Items from a data source
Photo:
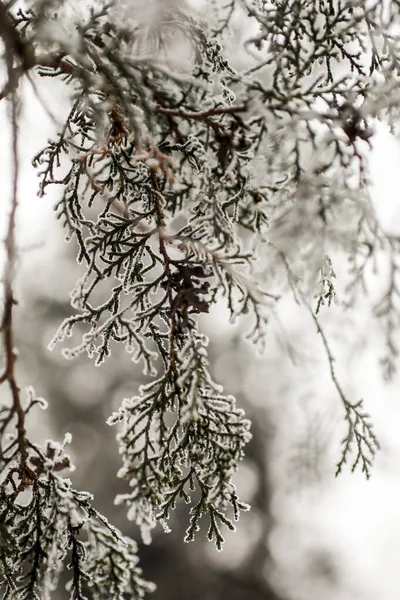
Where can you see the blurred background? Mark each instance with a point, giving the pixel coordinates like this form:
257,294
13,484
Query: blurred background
309,535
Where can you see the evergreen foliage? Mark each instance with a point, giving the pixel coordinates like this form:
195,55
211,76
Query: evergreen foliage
181,176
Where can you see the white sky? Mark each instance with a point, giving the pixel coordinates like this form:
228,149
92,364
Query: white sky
357,519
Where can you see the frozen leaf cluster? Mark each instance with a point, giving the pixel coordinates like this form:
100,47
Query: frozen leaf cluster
181,176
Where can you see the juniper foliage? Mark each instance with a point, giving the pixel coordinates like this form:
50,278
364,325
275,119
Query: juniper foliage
180,179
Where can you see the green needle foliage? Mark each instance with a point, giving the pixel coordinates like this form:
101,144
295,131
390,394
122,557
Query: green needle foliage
180,176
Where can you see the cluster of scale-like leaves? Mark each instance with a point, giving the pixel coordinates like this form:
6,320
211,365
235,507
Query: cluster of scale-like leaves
47,526
154,198
182,437
169,169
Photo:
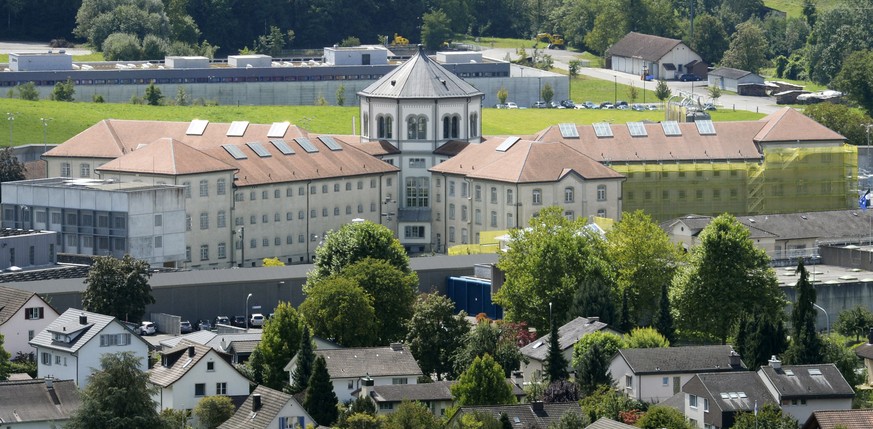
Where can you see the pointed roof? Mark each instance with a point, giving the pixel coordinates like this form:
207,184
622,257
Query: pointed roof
167,156
789,125
420,77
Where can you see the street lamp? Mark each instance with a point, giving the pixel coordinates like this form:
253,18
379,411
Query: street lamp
247,312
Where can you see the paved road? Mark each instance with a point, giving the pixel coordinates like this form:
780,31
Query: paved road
562,58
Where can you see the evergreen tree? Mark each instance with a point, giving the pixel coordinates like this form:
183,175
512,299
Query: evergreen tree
805,346
320,401
305,359
556,363
664,318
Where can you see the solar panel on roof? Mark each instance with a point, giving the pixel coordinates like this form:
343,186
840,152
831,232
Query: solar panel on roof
602,129
568,131
234,151
671,128
258,149
306,144
637,129
705,127
237,128
282,146
511,140
278,129
197,127
330,143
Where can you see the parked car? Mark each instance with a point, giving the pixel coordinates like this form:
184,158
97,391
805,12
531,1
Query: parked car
204,325
257,320
147,328
689,77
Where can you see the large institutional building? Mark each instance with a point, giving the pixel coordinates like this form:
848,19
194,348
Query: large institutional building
421,167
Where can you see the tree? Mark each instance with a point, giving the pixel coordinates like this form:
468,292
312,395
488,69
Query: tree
728,272
551,261
769,416
547,93
393,292
435,29
352,243
663,417
644,261
118,396
645,338
483,384
153,94
118,288
305,359
340,309
214,410
11,169
854,322
556,363
321,401
855,79
748,48
805,345
435,334
64,91
280,341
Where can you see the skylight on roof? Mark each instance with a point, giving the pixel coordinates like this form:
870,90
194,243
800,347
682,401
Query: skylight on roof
306,144
569,131
278,130
671,128
258,149
602,129
234,151
705,127
282,146
511,140
330,143
197,127
637,129
237,128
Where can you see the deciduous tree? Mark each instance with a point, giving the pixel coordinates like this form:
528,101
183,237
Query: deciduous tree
118,287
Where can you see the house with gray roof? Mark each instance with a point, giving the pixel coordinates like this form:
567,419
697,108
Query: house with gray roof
268,408
568,335
190,372
385,365
661,57
42,403
655,374
22,315
71,346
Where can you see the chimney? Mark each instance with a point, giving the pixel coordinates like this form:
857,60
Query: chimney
774,363
735,359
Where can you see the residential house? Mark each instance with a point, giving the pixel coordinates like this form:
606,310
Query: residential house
266,408
37,404
71,346
568,335
22,315
535,415
655,374
834,419
385,365
190,372
660,57
729,78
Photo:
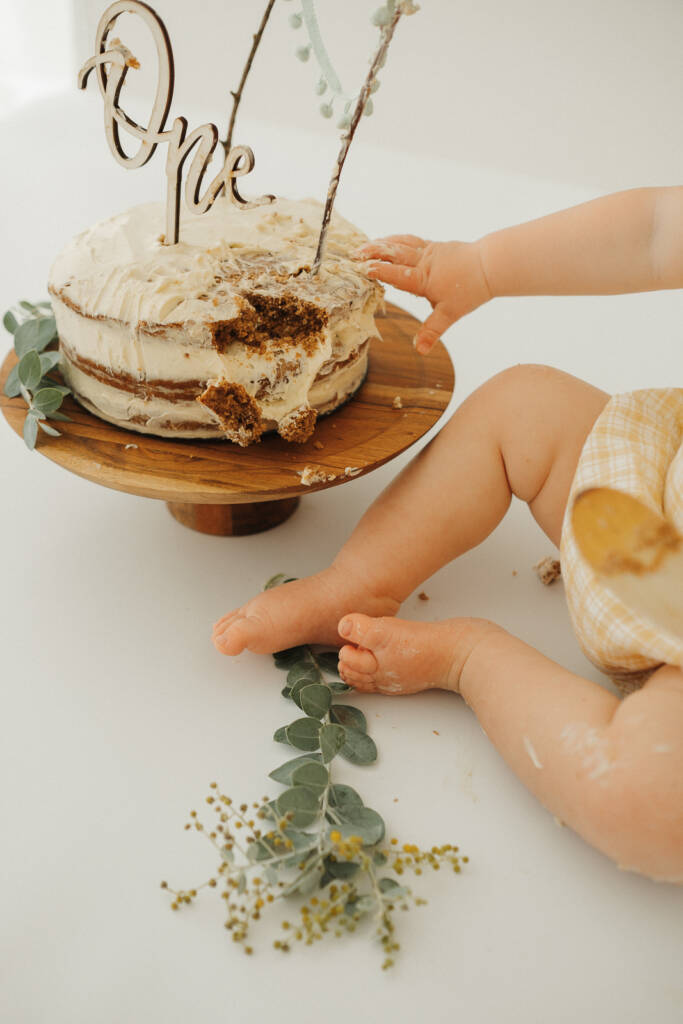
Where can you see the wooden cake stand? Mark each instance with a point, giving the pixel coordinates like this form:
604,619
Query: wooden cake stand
218,487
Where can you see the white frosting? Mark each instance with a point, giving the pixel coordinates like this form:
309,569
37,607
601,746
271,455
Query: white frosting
120,268
163,417
131,305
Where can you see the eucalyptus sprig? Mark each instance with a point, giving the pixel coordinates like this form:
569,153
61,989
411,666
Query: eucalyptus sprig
329,83
316,840
34,332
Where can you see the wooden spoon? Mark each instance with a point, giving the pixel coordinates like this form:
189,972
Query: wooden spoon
637,553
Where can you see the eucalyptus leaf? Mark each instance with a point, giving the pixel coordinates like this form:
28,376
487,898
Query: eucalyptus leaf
280,735
295,691
361,904
333,738
343,797
303,733
47,399
303,670
359,749
29,371
363,821
301,803
337,686
329,662
274,581
286,658
315,699
30,431
263,849
34,335
349,716
306,880
12,386
286,771
341,868
310,773
9,322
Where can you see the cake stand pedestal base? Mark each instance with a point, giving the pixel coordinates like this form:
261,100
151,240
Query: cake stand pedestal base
221,488
232,520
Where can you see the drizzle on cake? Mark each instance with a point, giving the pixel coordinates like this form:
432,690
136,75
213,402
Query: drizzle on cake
224,334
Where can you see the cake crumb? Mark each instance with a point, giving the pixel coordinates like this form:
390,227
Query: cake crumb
548,569
298,425
311,474
236,410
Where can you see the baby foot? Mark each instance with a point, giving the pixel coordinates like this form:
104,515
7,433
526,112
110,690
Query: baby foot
391,655
302,611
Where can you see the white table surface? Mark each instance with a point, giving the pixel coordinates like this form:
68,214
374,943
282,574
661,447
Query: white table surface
117,712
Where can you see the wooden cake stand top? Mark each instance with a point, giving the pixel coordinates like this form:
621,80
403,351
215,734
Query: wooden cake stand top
353,440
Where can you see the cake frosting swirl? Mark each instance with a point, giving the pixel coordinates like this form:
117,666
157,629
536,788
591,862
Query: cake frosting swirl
226,333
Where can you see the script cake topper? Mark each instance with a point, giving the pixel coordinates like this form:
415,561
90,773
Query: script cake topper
112,62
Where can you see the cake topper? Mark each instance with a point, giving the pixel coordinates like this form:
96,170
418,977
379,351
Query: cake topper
112,62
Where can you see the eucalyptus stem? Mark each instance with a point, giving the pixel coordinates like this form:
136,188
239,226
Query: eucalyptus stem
347,138
237,95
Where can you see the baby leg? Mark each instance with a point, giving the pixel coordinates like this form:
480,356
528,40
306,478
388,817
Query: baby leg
520,434
610,769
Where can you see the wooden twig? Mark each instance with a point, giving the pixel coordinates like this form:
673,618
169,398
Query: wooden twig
387,33
237,95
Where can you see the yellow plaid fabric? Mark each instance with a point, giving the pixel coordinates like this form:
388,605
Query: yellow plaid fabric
636,446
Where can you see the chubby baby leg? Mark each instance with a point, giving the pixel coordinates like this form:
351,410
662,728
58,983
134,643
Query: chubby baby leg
520,433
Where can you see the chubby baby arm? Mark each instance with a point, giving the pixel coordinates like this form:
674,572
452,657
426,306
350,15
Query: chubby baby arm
627,242
449,274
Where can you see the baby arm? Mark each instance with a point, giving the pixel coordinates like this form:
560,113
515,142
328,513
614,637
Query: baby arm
610,769
628,242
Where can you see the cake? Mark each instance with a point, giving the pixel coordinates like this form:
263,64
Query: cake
226,334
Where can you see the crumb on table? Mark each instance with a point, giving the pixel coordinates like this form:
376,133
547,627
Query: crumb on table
313,474
548,569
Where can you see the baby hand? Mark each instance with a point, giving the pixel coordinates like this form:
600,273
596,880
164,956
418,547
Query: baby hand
450,274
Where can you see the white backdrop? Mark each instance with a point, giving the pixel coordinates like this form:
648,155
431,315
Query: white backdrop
531,85
116,710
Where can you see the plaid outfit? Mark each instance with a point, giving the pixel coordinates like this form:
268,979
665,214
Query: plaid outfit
636,445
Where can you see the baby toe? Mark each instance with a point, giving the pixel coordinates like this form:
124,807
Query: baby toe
358,629
357,659
358,680
226,621
236,637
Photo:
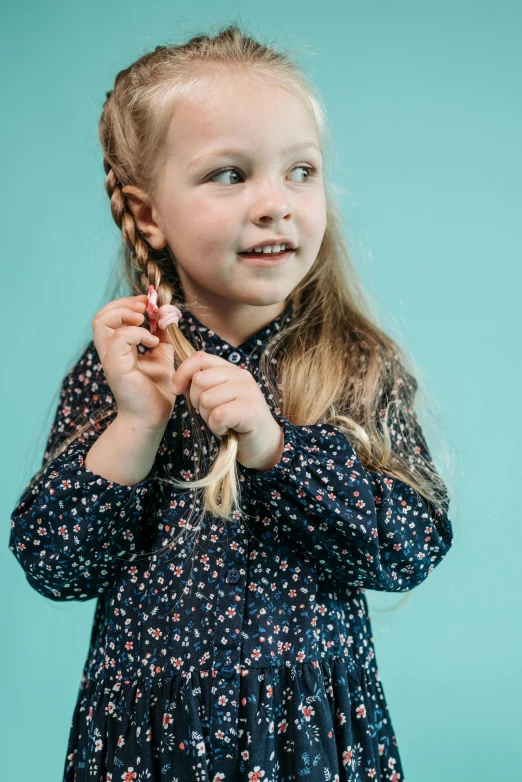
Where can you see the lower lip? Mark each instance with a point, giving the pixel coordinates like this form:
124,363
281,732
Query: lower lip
266,259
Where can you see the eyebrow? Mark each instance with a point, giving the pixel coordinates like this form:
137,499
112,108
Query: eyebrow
233,151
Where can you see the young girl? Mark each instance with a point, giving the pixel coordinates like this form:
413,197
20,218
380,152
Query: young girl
235,457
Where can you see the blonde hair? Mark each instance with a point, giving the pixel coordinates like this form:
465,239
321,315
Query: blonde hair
332,363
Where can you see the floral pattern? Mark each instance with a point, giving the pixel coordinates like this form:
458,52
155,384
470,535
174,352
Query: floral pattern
245,651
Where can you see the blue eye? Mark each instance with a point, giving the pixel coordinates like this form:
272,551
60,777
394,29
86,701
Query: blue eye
309,169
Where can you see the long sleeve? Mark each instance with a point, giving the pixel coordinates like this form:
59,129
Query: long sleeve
362,528
69,529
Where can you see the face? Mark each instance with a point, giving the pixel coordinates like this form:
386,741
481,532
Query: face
210,209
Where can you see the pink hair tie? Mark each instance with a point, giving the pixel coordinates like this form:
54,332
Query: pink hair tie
162,316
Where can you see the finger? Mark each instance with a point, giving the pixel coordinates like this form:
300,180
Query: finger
134,302
105,325
195,363
125,337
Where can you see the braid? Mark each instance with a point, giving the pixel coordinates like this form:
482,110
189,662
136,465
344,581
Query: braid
124,219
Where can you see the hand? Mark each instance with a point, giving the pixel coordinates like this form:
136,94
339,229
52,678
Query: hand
140,383
228,398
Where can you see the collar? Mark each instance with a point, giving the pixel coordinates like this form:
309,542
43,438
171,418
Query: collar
206,339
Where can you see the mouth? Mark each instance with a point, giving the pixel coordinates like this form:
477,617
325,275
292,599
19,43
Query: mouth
267,259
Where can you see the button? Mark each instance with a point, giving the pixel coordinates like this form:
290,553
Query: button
233,576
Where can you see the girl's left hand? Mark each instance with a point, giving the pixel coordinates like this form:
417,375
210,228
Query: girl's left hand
228,397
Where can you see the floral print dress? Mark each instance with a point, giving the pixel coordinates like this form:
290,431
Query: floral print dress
245,653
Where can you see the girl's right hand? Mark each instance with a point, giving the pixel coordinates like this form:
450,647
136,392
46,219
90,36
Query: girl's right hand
140,383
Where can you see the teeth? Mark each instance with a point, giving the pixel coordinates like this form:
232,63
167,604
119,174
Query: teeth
267,248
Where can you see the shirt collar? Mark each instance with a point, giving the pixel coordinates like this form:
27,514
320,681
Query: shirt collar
211,342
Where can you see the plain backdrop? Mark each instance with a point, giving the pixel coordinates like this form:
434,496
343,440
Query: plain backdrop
424,103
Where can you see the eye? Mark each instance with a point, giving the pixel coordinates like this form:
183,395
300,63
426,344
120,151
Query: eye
311,172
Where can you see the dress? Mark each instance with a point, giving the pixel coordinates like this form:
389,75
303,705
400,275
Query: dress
252,658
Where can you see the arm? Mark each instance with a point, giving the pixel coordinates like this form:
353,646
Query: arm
362,528
70,531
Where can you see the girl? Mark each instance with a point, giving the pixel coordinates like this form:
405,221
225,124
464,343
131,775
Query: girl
235,645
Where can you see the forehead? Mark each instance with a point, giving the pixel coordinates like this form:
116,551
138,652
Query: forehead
239,111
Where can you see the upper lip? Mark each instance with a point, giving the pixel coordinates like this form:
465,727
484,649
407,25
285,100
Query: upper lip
277,240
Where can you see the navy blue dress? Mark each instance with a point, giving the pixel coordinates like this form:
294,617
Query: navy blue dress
243,654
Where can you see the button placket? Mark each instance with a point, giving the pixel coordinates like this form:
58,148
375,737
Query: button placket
229,607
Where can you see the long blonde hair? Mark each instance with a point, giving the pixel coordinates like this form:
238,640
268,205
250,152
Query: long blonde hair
332,363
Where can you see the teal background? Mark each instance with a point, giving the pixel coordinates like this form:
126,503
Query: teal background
424,102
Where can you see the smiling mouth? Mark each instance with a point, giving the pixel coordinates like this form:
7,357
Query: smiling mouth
267,259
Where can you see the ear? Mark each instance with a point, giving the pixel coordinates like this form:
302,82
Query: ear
144,216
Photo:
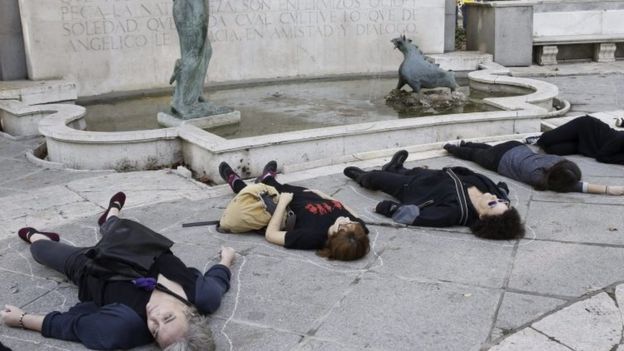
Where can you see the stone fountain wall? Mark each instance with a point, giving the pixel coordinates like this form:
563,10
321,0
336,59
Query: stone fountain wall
111,46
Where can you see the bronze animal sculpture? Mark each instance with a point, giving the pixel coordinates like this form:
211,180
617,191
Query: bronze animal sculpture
417,72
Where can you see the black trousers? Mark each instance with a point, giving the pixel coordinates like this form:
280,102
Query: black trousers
587,136
394,184
65,259
487,156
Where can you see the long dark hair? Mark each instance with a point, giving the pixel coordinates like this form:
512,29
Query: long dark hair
505,226
562,177
346,245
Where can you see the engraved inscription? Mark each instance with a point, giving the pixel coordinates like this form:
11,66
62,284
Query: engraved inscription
117,25
107,25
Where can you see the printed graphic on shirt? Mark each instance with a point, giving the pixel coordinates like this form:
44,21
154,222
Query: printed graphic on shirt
323,208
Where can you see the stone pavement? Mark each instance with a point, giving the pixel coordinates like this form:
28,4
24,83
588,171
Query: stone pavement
418,289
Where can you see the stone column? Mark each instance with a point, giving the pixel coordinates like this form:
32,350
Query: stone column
450,22
12,56
604,52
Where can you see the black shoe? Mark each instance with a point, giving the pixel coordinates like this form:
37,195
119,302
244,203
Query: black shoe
270,169
396,162
226,172
353,172
450,147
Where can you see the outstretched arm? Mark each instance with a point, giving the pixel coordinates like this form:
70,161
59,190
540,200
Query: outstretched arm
14,316
274,234
603,189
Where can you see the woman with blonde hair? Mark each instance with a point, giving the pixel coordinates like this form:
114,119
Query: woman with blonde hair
132,289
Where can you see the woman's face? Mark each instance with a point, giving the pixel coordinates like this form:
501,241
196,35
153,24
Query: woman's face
490,205
341,223
166,320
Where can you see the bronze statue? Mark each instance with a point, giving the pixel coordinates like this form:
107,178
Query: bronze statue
191,20
417,72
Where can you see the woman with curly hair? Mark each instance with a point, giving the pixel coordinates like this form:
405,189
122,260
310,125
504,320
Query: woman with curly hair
321,222
120,308
443,198
517,161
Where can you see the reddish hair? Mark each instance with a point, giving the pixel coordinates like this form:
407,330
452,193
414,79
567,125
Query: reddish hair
347,244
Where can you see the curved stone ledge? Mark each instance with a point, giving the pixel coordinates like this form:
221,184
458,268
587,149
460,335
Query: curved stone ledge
69,145
202,153
496,78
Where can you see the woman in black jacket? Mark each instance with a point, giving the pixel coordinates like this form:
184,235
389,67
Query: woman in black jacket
167,303
443,198
587,136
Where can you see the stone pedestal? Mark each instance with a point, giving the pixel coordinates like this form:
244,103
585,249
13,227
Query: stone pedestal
12,56
547,55
168,120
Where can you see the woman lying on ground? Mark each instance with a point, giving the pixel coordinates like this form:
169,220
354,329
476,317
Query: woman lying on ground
443,198
587,136
517,161
167,305
321,222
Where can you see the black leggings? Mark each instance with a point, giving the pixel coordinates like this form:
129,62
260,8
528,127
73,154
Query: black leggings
66,259
394,184
239,184
63,258
584,135
487,156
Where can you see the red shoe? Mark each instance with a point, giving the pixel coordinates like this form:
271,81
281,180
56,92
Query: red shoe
119,198
27,232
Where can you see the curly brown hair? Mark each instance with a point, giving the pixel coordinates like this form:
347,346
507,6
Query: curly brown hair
506,226
346,245
199,336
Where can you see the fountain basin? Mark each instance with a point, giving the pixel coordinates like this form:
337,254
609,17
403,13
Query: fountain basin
202,151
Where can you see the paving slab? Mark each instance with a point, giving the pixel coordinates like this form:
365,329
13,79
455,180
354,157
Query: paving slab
245,337
518,309
323,345
565,270
42,208
590,325
591,223
529,340
429,255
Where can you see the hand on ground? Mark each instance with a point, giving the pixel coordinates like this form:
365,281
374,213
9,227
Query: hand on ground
615,190
227,255
10,315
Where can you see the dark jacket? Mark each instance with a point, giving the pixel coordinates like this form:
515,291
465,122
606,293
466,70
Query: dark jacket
117,326
442,197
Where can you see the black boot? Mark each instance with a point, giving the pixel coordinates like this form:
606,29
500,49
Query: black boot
396,162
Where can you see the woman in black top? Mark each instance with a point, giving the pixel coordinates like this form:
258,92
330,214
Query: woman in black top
322,223
443,198
587,136
167,304
517,161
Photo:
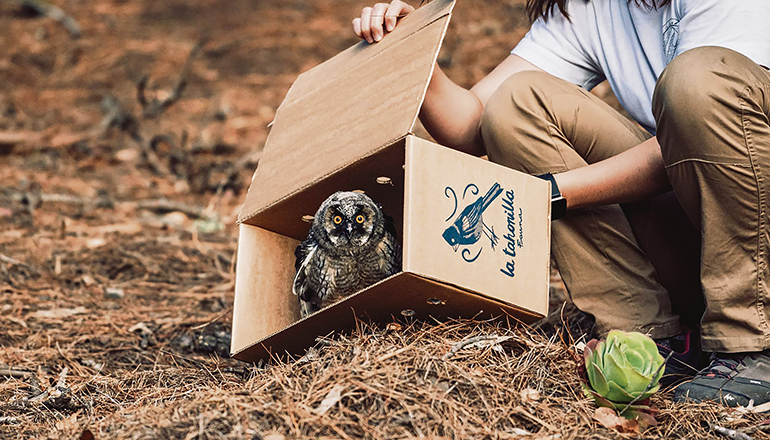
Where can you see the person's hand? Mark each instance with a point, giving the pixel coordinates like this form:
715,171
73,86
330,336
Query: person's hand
380,19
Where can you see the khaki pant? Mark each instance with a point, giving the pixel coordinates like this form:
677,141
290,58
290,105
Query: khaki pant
648,266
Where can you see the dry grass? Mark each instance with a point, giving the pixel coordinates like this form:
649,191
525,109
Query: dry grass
406,381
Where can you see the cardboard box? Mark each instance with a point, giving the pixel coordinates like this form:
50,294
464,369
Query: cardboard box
347,125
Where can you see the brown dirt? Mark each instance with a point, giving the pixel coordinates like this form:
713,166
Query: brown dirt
116,260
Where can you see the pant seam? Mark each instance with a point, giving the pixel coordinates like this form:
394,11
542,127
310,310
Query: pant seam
761,208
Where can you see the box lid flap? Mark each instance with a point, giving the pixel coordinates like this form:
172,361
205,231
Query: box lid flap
349,107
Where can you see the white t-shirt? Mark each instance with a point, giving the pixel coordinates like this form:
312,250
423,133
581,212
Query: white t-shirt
630,45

## TASK TO CARRY OUT
Repeat, word for word, every line from the line that contains "Where can you see the cardboard" to the end of the entries; include both of those lines and no others.

## COMPLETED TASK
Where can you see the cardboard box? Mark each instance with a point, giving the pixel coordinates like this form:
50,294
464,369
Query: cardboard box
347,125
Where can you see the brown dirt? Mark each instance with a point, giving the pixel coordinates like this form:
713,166
Query: brown dirt
116,260
Where can you see the pant seam? Mark each instance with a point, giving the pixel coordinates like this form:
394,11
542,127
310,310
Query: pant seam
761,208
Where can you see the box lid flap? Mark each instance with a point, giving the pixel coordinates like this form:
172,361
205,231
Query: box lid flap
349,107
Where can you see the white t-shirt? Mark each instance with a point, giving the pixel coordinates like this form:
312,250
423,133
581,212
Query: white t-shirt
630,45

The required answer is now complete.